* Request 1 *
In the post about the Land Rover crank sensor fault, rewrite the passage that begins with the words "I scoped the" and ends with "cam sensor problem.", replacing "air gap" with "sensor clearance".

* Passage to read *
Land Rover discovery 3.0 diesel cam/crank sensor fault
We have a Land Rover Discovery 4 with the 3.0 Diesel engine, the car came in running but knocked and had low oil pressure. My college rebuilt the engine but after refitting it, it would not start and it flagged a "cam sensor a out of range/performance" code
I put the scope on the cam sensor signal wire and got a perfect looking 0-5v square wave. Next I went to the crank sensor signal wire and got a steady 5v with no wave form.
We removed the engine (engine or gearbox had to be removed to replace the crank sensor) and found my college hadn't got the crank sensor seated properly and there was a huge air gap, he apparently put it right and refitted the engine.
The car still would not start though and had the exact same code again.
I scoped the crank signal again and this time found a weird pattern (I'll post pics) to me it looks as though the air gap could still be too large? But my college is having absolutely none of it and he is convinced it's a cam sensor problem.

* Request 2 *
State how many lines of the records contain the string "unit". Reply with the number only.

* Extracted information *
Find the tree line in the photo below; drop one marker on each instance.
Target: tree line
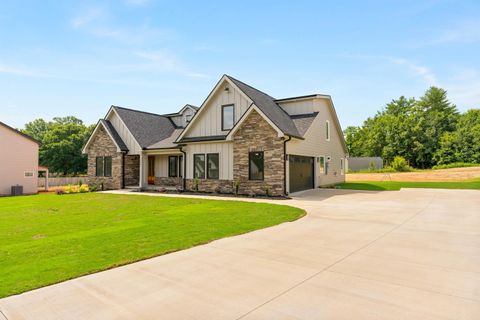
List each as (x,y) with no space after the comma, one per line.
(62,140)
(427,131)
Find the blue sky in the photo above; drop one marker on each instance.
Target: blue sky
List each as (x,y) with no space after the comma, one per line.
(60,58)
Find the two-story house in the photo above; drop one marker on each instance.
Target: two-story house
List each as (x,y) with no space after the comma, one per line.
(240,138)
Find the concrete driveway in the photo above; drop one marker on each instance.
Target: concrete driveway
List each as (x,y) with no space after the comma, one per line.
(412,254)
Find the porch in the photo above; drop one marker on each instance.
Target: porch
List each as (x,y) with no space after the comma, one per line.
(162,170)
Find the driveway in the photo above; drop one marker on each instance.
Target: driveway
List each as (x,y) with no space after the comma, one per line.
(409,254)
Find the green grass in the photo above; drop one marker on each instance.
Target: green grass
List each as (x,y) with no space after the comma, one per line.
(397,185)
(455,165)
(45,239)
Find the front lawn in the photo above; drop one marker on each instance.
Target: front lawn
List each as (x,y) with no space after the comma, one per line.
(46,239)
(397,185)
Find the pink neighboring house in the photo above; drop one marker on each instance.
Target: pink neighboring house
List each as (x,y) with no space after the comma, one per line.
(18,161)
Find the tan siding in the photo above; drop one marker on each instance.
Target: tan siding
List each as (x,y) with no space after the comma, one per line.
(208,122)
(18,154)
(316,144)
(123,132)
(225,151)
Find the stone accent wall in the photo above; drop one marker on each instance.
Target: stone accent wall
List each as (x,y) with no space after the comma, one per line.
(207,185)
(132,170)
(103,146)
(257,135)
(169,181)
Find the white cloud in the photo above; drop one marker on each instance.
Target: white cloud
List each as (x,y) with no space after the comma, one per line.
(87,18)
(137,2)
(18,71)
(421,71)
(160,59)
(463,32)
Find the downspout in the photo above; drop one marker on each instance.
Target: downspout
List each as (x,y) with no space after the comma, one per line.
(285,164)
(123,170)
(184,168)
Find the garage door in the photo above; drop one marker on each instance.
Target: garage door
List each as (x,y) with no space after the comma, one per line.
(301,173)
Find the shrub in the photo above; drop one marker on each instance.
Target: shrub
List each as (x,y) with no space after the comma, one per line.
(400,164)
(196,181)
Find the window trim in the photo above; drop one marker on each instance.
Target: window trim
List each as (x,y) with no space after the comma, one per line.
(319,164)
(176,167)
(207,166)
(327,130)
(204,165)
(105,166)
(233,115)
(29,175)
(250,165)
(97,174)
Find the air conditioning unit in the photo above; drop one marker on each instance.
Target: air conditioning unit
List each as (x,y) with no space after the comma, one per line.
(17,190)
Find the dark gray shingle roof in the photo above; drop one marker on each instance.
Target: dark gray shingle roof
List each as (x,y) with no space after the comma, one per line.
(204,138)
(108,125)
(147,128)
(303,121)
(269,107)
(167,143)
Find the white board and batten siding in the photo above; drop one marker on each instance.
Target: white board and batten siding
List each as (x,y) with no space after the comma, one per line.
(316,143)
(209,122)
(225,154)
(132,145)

---

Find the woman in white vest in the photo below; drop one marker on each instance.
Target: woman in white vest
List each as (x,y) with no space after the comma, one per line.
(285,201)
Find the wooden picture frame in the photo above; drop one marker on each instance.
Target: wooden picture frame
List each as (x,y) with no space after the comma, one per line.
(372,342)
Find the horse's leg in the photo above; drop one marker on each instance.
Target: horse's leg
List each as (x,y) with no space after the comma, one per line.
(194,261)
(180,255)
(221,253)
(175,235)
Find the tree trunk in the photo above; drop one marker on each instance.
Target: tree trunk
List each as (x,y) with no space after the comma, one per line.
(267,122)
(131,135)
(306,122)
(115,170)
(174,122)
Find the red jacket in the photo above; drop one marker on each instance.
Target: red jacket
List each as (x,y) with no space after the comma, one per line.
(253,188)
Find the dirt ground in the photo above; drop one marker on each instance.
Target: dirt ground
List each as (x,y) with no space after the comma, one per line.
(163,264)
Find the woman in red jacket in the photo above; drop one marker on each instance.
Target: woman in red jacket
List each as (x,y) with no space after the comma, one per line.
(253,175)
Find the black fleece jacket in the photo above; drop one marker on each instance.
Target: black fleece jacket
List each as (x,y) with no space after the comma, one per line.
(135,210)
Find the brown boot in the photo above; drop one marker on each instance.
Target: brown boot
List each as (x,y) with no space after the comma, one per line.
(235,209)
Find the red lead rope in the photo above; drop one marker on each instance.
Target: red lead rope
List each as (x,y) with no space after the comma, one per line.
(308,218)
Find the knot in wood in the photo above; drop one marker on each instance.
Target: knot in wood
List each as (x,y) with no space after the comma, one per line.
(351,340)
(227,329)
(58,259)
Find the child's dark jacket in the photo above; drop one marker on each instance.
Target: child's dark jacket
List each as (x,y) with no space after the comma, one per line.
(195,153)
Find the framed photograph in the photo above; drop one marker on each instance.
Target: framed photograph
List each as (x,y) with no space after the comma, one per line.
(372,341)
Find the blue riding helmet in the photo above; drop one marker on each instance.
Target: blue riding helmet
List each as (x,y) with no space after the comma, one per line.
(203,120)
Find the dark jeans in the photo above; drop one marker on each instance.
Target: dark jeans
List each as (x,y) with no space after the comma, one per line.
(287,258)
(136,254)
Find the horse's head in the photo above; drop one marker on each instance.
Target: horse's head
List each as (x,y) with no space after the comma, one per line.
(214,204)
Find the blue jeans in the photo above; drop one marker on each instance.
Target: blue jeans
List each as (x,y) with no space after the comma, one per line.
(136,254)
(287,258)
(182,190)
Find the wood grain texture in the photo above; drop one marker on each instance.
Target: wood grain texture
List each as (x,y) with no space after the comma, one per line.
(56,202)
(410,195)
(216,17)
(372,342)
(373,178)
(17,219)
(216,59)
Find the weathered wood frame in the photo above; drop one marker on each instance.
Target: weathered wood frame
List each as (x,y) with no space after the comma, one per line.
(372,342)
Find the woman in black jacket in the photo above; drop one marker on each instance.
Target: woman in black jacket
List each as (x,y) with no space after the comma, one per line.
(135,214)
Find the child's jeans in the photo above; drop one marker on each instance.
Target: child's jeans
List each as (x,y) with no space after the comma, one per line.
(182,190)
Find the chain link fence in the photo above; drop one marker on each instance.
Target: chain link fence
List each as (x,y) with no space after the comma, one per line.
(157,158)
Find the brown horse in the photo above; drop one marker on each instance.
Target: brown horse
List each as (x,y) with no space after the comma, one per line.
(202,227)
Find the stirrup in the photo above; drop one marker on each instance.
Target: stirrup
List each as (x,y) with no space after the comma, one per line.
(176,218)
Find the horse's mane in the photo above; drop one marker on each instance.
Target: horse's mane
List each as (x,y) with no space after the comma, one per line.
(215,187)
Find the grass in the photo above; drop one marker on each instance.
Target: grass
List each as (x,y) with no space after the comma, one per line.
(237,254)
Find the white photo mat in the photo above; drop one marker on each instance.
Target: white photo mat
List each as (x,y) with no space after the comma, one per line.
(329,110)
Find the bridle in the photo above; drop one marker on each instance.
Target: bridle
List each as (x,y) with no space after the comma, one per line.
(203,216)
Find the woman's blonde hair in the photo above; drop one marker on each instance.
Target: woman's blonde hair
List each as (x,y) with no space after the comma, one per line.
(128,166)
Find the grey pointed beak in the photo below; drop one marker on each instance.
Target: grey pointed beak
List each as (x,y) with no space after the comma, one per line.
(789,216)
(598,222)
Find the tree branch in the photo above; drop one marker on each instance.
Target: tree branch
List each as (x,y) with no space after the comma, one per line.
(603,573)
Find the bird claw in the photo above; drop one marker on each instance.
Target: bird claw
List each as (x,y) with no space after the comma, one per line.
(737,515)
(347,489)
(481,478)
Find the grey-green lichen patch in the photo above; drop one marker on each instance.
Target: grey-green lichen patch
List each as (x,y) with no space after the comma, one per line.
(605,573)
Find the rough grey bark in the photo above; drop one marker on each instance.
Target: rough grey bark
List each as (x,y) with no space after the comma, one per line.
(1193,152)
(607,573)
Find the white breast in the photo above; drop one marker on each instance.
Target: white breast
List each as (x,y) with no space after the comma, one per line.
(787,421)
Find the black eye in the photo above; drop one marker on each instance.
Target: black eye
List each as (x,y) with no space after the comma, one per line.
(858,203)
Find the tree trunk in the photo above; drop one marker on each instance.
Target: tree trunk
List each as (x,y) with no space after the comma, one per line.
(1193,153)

---

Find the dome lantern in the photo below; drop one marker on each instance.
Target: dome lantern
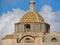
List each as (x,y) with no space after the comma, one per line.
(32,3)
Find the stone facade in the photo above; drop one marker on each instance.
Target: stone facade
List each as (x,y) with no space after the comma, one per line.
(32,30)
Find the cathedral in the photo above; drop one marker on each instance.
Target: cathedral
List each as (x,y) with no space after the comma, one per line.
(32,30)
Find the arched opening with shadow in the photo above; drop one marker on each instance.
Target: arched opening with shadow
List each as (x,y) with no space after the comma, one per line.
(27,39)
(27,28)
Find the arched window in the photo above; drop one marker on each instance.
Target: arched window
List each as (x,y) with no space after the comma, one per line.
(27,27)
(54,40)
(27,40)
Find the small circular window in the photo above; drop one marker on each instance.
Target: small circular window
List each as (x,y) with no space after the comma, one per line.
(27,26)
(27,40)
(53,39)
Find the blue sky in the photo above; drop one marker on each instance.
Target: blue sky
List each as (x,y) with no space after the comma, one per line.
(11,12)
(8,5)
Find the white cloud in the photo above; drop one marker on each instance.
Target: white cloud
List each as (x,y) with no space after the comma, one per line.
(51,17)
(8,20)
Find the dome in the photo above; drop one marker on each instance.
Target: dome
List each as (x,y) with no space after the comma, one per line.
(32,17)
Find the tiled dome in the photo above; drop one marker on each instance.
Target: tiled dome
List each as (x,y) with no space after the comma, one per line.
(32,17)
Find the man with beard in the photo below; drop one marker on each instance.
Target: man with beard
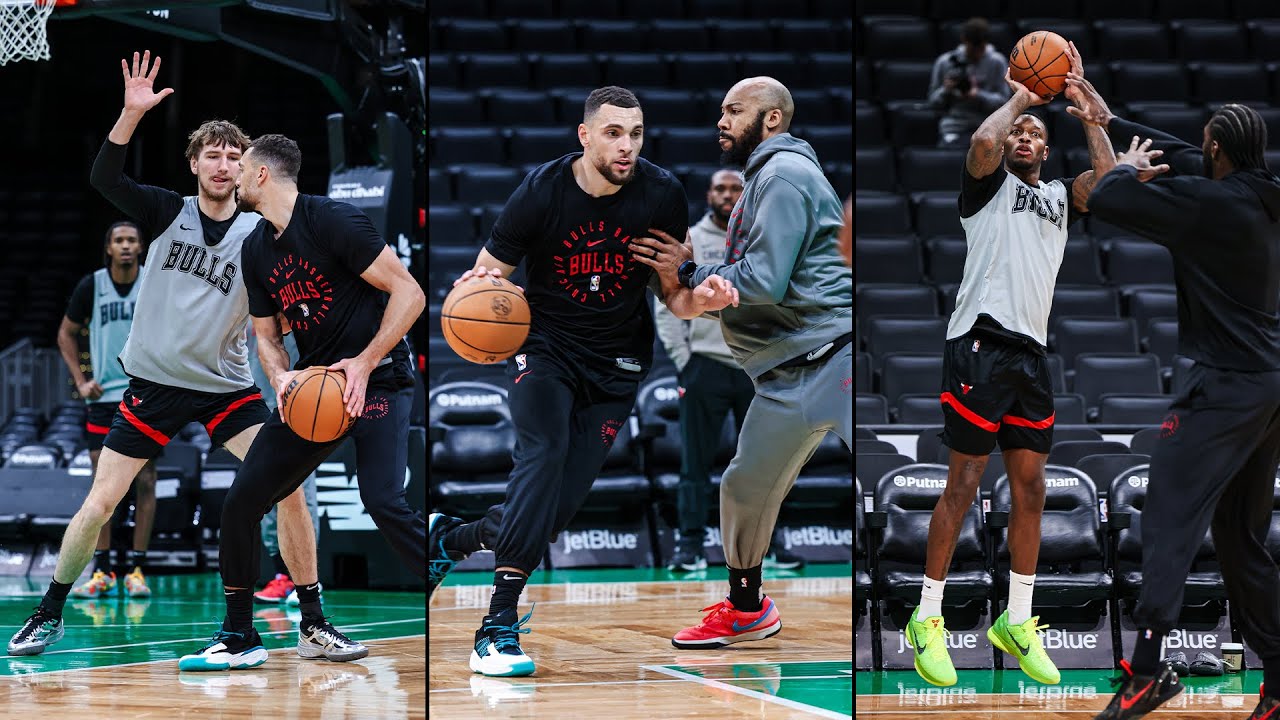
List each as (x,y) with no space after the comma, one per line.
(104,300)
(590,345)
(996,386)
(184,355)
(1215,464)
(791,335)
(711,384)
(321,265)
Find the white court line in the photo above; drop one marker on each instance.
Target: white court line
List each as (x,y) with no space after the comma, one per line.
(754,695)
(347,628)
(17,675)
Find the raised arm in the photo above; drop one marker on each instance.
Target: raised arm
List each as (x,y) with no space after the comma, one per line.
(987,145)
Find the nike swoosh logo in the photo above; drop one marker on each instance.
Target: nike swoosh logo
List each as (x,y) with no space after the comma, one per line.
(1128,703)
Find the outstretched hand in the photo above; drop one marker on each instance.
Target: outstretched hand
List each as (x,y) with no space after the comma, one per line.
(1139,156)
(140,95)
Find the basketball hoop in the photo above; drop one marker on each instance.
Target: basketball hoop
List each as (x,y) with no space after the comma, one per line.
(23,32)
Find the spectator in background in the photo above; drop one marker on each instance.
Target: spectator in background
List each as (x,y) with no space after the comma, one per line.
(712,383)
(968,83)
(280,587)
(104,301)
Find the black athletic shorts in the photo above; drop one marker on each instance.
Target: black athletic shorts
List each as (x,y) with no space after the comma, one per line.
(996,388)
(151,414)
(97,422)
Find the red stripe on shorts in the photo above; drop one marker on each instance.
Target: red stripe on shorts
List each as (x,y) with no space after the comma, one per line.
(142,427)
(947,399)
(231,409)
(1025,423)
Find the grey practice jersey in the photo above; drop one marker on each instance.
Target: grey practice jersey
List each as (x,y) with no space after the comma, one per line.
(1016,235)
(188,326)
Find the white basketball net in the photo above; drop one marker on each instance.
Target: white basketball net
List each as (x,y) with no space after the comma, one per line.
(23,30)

* Problem solution 1 *
I scoped the crank signal again and this time found a weird pattern (I'll post pics) to me it looks as though the sensor clearance could still be too large? But my college is having absolutely none of it and he is convinced it's a cam sensor problem.

* Problem solution 2 *
2